Task instructions = Repeat every line exactly, keeping the pictures out of the copy.

[Collected data entries]
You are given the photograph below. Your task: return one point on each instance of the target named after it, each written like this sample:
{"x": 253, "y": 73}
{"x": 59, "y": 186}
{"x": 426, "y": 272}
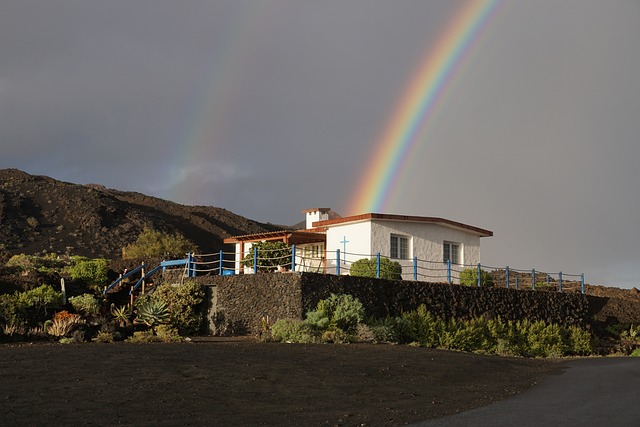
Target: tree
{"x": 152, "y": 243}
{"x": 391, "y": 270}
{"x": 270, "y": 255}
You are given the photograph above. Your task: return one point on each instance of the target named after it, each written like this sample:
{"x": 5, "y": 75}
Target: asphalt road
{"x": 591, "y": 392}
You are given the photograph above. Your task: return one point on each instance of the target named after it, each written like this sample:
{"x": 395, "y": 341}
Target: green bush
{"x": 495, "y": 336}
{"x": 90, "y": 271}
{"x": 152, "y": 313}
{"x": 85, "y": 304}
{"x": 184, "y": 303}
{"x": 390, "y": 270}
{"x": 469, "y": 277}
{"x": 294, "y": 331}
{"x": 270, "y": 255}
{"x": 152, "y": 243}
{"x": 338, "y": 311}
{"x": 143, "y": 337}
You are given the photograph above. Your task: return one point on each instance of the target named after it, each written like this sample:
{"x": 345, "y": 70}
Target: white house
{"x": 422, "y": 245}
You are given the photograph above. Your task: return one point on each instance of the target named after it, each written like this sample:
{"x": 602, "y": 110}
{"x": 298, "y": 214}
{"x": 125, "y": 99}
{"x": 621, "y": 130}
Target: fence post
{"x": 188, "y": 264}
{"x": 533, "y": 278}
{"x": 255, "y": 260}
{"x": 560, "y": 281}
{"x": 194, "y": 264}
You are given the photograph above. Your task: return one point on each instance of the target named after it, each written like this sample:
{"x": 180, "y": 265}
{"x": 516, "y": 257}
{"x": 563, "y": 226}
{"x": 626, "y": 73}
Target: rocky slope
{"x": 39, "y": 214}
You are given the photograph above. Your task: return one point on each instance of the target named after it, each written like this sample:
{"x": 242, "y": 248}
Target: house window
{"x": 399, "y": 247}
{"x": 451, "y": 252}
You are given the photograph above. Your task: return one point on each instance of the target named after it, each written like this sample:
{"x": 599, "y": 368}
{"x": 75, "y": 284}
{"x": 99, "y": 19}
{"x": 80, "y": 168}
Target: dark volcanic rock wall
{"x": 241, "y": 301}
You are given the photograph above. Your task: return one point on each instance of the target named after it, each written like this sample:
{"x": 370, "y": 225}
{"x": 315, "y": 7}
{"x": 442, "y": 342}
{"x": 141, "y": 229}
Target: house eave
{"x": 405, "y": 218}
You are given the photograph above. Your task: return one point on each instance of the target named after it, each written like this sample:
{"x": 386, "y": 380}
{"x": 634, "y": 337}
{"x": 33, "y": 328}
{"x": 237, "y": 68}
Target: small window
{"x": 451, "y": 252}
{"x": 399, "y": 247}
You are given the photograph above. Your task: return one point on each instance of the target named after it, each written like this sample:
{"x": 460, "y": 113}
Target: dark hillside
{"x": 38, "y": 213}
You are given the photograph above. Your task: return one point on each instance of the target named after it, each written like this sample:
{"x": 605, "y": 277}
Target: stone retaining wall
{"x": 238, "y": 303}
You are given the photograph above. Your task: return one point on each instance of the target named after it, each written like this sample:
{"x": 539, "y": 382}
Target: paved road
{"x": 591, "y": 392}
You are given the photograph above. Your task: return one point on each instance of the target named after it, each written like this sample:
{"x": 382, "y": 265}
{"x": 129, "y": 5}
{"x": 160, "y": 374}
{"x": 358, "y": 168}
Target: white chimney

Solution =
You are given the photograph below. Your task: return one point on each instance of the target named after it, each written like this sample:
{"x": 253, "y": 73}
{"x": 59, "y": 186}
{"x": 426, "y": 272}
Target: tree
{"x": 152, "y": 243}
{"x": 391, "y": 270}
{"x": 270, "y": 255}
You are given the photograph above. Your task: return one point on each instance of the target named after it, each written like this sample:
{"x": 5, "y": 75}
Target: asphalt road
{"x": 591, "y": 392}
You are given the photograph above. Your task: return one point on each instance of the target named after it, each written like this sample:
{"x": 395, "y": 341}
Target: green bush
{"x": 495, "y": 336}
{"x": 90, "y": 271}
{"x": 152, "y": 313}
{"x": 85, "y": 304}
{"x": 184, "y": 303}
{"x": 390, "y": 270}
{"x": 469, "y": 277}
{"x": 294, "y": 331}
{"x": 270, "y": 255}
{"x": 152, "y": 243}
{"x": 338, "y": 311}
{"x": 143, "y": 337}
You are given the photograph above. Your task: return one point on each instance of the target named after it, each written like this sample:
{"x": 345, "y": 70}
Target: white house
{"x": 422, "y": 245}
You are given the photograph above. Your task: return one point on each instance of the target named after it, each written like this sample:
{"x": 602, "y": 110}
{"x": 298, "y": 214}
{"x": 125, "y": 99}
{"x": 621, "y": 130}
Target: fence post
{"x": 188, "y": 264}
{"x": 533, "y": 278}
{"x": 255, "y": 260}
{"x": 560, "y": 281}
{"x": 194, "y": 264}
You are given the photograph above. Your task: return one point on each instance of the target named after it, each written like this sample:
{"x": 180, "y": 265}
{"x": 516, "y": 257}
{"x": 563, "y": 226}
{"x": 626, "y": 73}
Target: rocky slope
{"x": 39, "y": 214}
You are given the photograph above. Your task: return one point on each instance of the target named after it, each written like this sample:
{"x": 242, "y": 248}
Target: house window
{"x": 399, "y": 247}
{"x": 451, "y": 252}
You are given the photograph above. Your task: return one point on each instance of the target named after it, each written like this sample:
{"x": 599, "y": 368}
{"x": 75, "y": 284}
{"x": 99, "y": 19}
{"x": 80, "y": 168}
Target: dark volcanic rock wall
{"x": 241, "y": 301}
You are given the photograph above. Your task: return one point on each instance of the target named after it, each written like this sample:
{"x": 370, "y": 225}
{"x": 315, "y": 7}
{"x": 442, "y": 342}
{"x": 141, "y": 229}
Target: house eave
{"x": 405, "y": 218}
You are given the photograph above. Your task: return one point on each instance of the target named after it, each written like this sample:
{"x": 386, "y": 380}
{"x": 634, "y": 337}
{"x": 33, "y": 328}
{"x": 237, "y": 68}
Target: small window
{"x": 451, "y": 252}
{"x": 399, "y": 247}
You are given the photograph above. Your task: return one point on each instance of the target named after it, each written like this sample:
{"x": 460, "y": 113}
Target: dark hillside
{"x": 38, "y": 213}
You are given the photograph above. Your task: return one point on each instance of the target named after it, each written like this sample:
{"x": 605, "y": 277}
Target: stone retaining wall
{"x": 238, "y": 303}
You are given the photograph above. Your task: return one point on each instance of the target named after it, each written like this sample:
{"x": 539, "y": 382}
Target: paved road
{"x": 591, "y": 392}
You are given the photograph above. Your task: return one point on each instance of the target named after it, each written like this sample:
{"x": 382, "y": 265}
{"x": 129, "y": 5}
{"x": 160, "y": 374}
{"x": 358, "y": 168}
Target: white chimney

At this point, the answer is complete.